- What is needed
Turn the lines, starting at the one that contains "[spot] the parked" and running through the end, into a Markdown table with the columns n and Line, and leave out any blank lines.

── Records to process ──

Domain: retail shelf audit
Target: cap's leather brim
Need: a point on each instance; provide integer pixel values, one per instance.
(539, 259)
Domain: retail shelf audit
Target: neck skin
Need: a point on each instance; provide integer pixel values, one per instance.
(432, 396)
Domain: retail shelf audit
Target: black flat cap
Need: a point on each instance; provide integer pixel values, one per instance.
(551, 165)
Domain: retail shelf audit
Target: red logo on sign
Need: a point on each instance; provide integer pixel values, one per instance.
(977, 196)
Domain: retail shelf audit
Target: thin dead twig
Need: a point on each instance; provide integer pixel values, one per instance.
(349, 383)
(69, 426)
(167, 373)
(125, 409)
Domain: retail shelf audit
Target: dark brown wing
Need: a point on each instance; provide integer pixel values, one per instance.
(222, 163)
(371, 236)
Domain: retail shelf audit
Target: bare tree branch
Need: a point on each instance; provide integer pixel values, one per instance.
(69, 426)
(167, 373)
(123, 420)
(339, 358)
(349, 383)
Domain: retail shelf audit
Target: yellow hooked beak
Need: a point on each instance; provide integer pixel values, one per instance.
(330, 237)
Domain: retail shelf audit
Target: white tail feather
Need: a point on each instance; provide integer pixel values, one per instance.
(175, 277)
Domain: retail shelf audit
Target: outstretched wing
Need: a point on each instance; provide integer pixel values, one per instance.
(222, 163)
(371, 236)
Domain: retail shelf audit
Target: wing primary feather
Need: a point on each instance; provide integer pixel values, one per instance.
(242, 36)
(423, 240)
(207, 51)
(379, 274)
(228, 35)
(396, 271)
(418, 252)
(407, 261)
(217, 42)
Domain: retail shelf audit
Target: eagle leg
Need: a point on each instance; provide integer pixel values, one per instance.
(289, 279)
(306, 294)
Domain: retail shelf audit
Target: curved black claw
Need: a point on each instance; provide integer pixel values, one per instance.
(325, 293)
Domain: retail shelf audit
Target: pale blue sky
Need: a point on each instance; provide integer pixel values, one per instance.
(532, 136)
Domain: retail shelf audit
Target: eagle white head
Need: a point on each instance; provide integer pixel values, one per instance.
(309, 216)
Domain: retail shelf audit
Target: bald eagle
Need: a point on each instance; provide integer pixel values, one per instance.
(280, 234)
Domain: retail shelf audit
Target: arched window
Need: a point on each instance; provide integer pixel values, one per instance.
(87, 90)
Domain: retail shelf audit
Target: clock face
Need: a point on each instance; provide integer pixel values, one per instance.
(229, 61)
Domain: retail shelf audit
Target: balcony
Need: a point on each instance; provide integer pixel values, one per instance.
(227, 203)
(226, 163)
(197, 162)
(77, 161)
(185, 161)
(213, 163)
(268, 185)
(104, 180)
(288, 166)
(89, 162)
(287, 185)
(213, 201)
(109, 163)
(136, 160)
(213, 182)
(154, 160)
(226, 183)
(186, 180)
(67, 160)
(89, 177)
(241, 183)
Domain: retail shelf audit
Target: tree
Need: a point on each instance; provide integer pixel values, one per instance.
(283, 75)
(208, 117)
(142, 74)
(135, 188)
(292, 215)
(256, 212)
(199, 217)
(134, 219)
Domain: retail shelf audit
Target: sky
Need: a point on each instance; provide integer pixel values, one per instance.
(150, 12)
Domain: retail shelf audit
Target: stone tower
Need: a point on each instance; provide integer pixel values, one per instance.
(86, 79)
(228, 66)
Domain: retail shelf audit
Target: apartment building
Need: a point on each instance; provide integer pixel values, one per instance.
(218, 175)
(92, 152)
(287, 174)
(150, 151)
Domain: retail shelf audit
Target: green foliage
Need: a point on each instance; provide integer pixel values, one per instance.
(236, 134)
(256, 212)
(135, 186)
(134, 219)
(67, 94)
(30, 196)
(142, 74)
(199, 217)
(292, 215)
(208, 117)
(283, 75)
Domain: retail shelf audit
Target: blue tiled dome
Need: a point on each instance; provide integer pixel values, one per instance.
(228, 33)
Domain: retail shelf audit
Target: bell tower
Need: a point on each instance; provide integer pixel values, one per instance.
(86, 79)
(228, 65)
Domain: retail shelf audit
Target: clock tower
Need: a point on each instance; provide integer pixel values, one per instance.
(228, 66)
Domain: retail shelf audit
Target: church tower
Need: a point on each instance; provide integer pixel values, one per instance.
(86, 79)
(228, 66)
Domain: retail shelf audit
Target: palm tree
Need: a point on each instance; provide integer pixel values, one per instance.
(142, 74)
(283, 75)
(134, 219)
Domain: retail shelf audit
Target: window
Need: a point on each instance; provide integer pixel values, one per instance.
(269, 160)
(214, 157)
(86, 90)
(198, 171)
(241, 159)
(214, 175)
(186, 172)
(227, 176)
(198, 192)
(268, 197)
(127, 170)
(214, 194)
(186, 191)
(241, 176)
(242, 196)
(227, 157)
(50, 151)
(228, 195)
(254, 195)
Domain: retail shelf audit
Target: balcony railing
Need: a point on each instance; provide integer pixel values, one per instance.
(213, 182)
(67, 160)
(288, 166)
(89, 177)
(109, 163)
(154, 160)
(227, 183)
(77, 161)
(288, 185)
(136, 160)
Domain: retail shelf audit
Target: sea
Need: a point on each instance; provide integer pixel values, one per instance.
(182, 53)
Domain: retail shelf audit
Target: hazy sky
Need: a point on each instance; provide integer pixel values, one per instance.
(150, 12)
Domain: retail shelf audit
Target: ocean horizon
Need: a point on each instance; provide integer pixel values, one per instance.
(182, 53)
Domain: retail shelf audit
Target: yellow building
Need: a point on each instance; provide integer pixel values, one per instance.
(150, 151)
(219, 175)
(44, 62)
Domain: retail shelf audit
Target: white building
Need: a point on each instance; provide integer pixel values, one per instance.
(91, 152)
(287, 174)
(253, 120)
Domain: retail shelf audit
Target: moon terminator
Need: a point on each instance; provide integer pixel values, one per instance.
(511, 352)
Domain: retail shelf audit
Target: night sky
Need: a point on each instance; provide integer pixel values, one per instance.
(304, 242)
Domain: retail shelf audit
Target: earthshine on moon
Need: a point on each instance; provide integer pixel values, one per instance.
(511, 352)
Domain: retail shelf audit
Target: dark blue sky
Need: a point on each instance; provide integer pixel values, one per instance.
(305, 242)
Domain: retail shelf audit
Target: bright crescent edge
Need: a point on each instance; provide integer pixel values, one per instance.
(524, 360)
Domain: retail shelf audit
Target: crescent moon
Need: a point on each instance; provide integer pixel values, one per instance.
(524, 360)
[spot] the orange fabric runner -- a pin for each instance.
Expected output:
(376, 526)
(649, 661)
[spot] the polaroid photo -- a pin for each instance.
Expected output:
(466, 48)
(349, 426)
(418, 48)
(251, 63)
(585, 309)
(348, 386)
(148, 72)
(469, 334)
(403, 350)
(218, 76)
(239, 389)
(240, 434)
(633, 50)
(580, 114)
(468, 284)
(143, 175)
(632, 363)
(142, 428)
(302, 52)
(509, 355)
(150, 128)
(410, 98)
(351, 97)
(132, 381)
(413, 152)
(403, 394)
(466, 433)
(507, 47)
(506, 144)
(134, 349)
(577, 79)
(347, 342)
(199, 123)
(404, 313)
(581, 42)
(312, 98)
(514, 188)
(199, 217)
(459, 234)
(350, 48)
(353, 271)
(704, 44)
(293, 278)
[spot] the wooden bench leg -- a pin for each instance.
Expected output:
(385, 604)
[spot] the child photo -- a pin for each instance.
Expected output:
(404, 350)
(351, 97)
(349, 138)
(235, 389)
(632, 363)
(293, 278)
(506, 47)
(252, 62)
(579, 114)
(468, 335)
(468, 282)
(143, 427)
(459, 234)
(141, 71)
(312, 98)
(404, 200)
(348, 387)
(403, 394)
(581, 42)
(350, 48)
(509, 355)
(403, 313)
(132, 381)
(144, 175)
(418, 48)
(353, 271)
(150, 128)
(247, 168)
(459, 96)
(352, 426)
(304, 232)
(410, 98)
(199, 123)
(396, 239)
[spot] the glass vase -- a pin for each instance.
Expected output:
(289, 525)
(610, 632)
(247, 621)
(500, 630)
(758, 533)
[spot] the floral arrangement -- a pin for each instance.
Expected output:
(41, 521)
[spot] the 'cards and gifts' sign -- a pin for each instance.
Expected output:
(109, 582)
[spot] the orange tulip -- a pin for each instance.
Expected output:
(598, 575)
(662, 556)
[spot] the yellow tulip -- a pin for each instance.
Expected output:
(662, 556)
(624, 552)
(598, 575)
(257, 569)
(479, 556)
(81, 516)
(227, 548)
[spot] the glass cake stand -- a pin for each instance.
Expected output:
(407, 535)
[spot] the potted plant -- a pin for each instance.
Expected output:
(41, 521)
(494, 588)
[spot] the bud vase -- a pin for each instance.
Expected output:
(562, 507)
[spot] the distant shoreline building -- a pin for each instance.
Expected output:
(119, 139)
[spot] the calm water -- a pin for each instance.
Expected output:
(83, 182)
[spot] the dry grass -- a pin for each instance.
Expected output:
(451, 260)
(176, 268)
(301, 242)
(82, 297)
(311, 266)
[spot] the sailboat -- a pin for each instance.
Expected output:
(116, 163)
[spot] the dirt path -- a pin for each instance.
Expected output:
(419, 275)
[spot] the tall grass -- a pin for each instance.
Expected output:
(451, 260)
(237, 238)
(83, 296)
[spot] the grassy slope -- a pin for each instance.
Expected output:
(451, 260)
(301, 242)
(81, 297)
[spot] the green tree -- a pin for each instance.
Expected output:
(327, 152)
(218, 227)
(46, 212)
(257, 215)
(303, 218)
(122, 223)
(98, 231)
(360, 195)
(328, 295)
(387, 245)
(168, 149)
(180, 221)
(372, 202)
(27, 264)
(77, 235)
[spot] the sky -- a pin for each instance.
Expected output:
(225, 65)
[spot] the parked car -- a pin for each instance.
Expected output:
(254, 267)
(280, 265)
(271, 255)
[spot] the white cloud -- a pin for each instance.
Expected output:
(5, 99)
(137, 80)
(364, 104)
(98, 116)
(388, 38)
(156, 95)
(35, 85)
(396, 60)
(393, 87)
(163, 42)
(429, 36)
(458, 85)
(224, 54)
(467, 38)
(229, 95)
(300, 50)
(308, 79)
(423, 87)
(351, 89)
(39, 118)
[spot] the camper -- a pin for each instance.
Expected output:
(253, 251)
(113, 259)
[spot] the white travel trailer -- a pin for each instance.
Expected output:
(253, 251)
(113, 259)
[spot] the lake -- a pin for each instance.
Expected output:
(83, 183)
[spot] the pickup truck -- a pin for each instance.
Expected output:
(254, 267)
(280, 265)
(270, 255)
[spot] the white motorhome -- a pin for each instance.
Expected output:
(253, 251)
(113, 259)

───

- Result for this task
| n | Line |
|---|---|
| 1 | [spot] the parked car -- a pin for each instance. |
| 2 | Expected output: |
| 3 | (254, 267) |
| 4 | (280, 265) |
| 5 | (271, 255) |
| 6 | [spot] the white cloud -- a pin for each instance. |
| 7 | Expected output: |
| 8 | (5, 99) |
| 9 | (137, 80) |
| 10 | (364, 104) |
| 11 | (98, 116) |
| 12 | (388, 38) |
| 13 | (156, 95) |
| 14 | (35, 85) |
| 15 | (396, 60) |
| 16 | (393, 87) |
| 17 | (163, 42) |
| 18 | (429, 36) |
| 19 | (458, 85) |
| 20 | (224, 54) |
| 21 | (467, 38) |
| 22 | (229, 95) |
| 23 | (300, 50) |
| 24 | (308, 79) |
| 25 | (423, 87) |
| 26 | (351, 89) |
| 27 | (39, 118) |
| 28 | [spot] the camper -- a pin for each instance. |
| 29 | Expected output: |
| 30 | (253, 251) |
| 31 | (113, 259) |
| 32 | [spot] the white travel trailer -- a pin for each instance. |
| 33 | Expected output: |
| 34 | (253, 251) |
| 35 | (113, 259) |
| 36 | [spot] the lake -- a pin for each instance. |
| 37 | Expected output: |
| 38 | (83, 183) |
| 39 | [spot] the pickup truck -- a pin for each instance. |
| 40 | Expected output: |
| 41 | (254, 267) |
| 42 | (280, 265) |
| 43 | (270, 255) |
| 44 | [spot] the white motorhome -- a pin for each instance. |
| 45 | Expected output: |
| 46 | (253, 251) |
| 47 | (113, 259) |